• _SOURCE EXTRACT_:
┄┄┄┄┄┄┄┄┄┄

IU Health to cut 96 workers in Martinsville

January 28, 2015

Indiana University Health will lay off nearly 100 workers in Martinsville as its hospital there stops admitting patients for overnight stays April 1.

One third of the 96 displaced workers at IU Health Morgan Hospital will be nurses, with the rest made up of respiratory therapists, pharmacists, food workers and support staff, according to a notice IU Health filed Tuesday with the Indiana Department of Workforce Development.

The laid-off workers will receive severance packages and outplacement services, including help applying for open jobs at other IU Health facilities.

IU Health Morgan Hospital first announced its change in strategy in August. It will still see patients on an outpatient basis. But if patients need to stay overnight, they will be transferred to other facilities.

“Since making the decision last year to transform our hospital to an outpatient care facility, we knew such action would likely be necessary,” Doug Puckett, CEO of IU Health Morgan, told the Reporter-Times newspaper in Martinsville. “Still, it was a painful decision to make and it is painful for those team members whose jobs will be eliminated.”

The transformed facility will still offer a 24-hour emergency room, outpatient procedures, cardiac rehab and other therapy services, cancer care, diagnostic imaging, lab testing and physician consultations.

┄┄┄┄┄┄┄┄┄┄

• _INFORMATION PROVIDED_:
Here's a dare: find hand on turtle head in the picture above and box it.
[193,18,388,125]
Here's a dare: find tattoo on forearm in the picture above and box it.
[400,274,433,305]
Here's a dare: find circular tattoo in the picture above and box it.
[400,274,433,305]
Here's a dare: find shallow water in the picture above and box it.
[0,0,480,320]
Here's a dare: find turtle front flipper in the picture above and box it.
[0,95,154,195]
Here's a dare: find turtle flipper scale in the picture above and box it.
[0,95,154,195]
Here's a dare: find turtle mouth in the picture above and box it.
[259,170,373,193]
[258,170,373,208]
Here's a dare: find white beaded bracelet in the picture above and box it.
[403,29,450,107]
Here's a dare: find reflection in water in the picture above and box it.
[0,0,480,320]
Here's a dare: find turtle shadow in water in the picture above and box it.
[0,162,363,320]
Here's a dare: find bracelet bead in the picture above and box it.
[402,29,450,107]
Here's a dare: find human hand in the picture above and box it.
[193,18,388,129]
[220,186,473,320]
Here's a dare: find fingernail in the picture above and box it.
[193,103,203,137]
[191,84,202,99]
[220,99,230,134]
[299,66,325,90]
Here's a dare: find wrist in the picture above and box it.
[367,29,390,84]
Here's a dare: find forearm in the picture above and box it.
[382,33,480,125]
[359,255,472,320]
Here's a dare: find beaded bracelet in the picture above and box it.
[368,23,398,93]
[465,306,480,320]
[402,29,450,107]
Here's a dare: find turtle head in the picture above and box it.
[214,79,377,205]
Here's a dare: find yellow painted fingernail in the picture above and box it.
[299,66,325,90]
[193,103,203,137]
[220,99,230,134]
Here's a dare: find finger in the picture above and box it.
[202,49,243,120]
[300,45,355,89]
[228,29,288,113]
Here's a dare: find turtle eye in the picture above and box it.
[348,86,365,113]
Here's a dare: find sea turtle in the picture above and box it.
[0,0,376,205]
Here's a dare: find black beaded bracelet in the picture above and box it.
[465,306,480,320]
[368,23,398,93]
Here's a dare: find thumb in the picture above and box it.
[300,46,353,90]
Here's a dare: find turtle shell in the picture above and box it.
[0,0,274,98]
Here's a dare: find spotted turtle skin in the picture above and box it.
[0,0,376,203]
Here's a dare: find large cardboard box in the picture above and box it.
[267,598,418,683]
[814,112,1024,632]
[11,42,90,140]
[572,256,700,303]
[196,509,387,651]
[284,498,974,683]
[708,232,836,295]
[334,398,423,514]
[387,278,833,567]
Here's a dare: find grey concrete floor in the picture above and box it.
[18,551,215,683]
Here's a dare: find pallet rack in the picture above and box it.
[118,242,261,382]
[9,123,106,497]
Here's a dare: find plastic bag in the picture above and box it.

┄┄┄┄┄┄┄┄┄┄

• _TASKS TO CARRY OUT_:
a. In the IU Health layoff article, on what date will the Martinsville hospital stop admitting patients for overnight stays?
b. Retype the part of the IU Health layoff article starting with "One third of" and going on through "IU Health facilities.".
c. For each statement below, say whether it agrees with the IU Health layoff article. Answer yes or no, and quote the words from the article that decide it.
(i) IU Health filed its layoff notice with the Indiana Department of Workforce Development.
(ii) Half of the displaced workers will be nurses.
(iii) The transformed facility will no longer have an emergency room.

• _SOLUTIONS BELOW_:
a. April 1

b.
One third of the 96 displaced workers at IU Health Morgan Hospital will be nurses, with the rest made up of respiratory therapists, pharmacists, food workers and support staff, according to a notice IU Health filed Tuesday with the Indiana Department of Workforce Development.

The laid-off workers will receive severance packages and outplacement services, including help applying for open jobs at other IU Health facilities.

c.
(i) Yes: "according to a notice IU Health filed Tuesday with the Indiana Department of Workforce Development"
(ii) No: "One third of the 96 displaced workers at IU Health Morgan Hospital will be nurses"
(iii) No: "The transformed facility will still offer a 24-hour emergency room"